-------- SUPPLIED TEXT --------

A Pilot Study on People with MS

A recent pilot study (Androwis, 2021), published in the journal Multiple Sclerosis, has found that rehabilitation exercises using a robotic exoskeleton can benefit people with MS. The study compared the effects of four weeks of rehabilitation using the exoskeleton to four weeks of conventional gait training to measure results such as functional mobility, walking endurance, cognitive processing speed, and brain connectivity. One of the main aims of MS rehabilitation exercises is to regain previous levels of function. As nerves become damaged, muscles can also waste away so physical therapy aims to restore muscular strength in addition to movement. The results of the study showed that using the exoskeleton was associated with large improvements in functional mobility; however, more tests and research will be needed in order to achieve greater success in this field.

--------

• LIST OF TASKS
[1] In the pilot study text, which journal published the study?
[2] Reproduce the pilot study text starting with "A recent pilot" and going on through "in this field.".
[3] Does each statement agree with the pilot study text? Answer yes or no for each, quoting the deciding words.
(a) The study set exoskeleton rehabilitation against conventional gait training.
(b) Using the exoskeleton was associated with small improvements in functional mobility.
(c) The study found that no further research is needed in this field.
The listing has no connection to the pilot study text.

-------- DATA SUPPLIED --------

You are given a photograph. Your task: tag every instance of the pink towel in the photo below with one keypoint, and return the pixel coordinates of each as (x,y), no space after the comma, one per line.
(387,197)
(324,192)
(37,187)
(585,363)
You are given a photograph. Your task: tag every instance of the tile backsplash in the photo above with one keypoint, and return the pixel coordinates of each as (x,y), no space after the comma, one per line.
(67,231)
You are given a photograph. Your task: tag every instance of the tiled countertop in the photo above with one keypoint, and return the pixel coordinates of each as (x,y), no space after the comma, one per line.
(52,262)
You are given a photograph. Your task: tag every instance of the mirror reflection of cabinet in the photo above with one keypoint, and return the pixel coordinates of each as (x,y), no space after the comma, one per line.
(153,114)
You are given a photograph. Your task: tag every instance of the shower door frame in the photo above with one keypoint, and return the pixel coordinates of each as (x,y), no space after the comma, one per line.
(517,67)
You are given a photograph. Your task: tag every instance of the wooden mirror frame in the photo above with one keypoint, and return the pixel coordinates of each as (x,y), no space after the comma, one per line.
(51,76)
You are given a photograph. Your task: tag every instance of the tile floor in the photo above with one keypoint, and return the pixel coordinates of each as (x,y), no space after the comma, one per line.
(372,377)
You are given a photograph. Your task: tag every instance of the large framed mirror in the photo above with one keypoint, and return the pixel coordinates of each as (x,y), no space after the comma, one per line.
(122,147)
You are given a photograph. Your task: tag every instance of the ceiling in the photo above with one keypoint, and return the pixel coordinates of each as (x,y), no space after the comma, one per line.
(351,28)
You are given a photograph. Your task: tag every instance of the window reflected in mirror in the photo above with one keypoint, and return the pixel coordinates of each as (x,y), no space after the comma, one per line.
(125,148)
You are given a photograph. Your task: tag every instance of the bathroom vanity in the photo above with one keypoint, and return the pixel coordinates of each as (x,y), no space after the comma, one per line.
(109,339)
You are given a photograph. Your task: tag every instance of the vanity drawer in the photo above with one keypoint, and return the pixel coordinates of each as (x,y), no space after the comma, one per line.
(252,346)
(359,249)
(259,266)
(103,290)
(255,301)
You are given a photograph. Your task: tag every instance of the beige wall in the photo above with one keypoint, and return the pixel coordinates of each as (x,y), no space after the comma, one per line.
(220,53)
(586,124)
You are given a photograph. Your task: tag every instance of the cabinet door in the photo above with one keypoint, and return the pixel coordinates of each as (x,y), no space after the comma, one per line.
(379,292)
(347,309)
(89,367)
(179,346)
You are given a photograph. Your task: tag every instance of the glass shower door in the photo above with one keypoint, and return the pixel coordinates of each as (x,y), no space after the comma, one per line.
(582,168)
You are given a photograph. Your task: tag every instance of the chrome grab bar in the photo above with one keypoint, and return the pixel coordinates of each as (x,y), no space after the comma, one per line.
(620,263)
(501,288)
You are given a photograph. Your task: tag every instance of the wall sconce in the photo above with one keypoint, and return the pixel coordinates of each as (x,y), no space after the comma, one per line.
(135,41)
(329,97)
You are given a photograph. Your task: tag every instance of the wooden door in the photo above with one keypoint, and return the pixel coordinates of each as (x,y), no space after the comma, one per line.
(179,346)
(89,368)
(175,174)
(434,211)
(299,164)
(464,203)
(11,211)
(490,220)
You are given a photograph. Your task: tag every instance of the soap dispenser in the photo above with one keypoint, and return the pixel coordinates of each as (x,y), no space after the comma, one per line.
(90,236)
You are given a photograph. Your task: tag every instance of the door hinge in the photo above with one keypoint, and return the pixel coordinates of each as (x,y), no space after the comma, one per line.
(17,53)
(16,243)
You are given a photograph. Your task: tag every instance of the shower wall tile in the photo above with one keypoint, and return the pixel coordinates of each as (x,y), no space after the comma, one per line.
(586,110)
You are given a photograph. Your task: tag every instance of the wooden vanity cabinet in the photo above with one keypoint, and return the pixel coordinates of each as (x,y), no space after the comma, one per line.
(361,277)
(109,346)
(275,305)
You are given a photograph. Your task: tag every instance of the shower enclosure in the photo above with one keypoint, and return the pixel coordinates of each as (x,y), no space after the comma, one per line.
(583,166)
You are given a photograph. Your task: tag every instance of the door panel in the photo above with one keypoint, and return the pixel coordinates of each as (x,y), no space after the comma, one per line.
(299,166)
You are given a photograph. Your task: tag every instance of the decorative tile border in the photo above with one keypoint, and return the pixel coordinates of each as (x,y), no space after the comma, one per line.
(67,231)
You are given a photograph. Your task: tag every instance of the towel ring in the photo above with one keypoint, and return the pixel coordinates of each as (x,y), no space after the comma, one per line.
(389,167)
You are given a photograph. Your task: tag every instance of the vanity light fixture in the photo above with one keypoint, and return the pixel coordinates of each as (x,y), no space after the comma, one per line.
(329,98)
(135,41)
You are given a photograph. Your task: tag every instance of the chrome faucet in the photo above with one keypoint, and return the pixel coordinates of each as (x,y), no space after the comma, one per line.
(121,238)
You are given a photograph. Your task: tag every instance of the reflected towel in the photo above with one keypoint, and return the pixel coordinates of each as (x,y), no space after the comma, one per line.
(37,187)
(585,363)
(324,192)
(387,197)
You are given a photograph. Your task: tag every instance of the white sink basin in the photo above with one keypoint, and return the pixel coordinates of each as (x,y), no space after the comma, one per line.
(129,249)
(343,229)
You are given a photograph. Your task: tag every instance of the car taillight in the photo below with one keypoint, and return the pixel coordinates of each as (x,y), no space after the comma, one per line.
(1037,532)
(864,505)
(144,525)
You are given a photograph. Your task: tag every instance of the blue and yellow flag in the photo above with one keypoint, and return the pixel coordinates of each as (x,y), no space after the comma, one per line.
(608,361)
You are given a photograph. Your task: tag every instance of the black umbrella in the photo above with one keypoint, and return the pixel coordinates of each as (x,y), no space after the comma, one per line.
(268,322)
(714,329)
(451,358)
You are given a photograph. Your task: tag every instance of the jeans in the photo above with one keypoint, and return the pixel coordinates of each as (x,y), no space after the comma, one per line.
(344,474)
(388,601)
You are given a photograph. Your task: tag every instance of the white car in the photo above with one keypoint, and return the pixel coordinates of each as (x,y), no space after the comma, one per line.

--------

• OUTPUTS IN ORDER
[1] Multiple Sclerosis.

[2]
A recent pilot study (Androwis, 2021), published in the journal Multiple Sclerosis, has found that rehabilitation exercises using a robotic exoskeleton can benefit people with MS. The study compared the effects of four weeks of rehabilitation using the exoskeleton to four weeks of conventional gait training to measure results such as functional mobility, walking endurance, cognitive processing speed, and brain connectivity. One of the main aims of MS rehabilitation exercises is to regain previous levels of function. As nerves become damaged, muscles can also waste away so physical therapy aims to restore muscular strength in addition to movement. The results of the study showed that using the exoskeleton was associated with large improvements in functional mobility; however, more tests and research will be needed in order to achieve greater success in this field.

[3]
(a) Yes: "compared the effects of four weeks of rehabilitation using the exoskeleton to four weeks of conventional gait training"
(b) No: "using the exoskeleton was associated with large improvements in functional mobility"
(c) No: "more tests and research will be needed in order to achieve greater success in this field"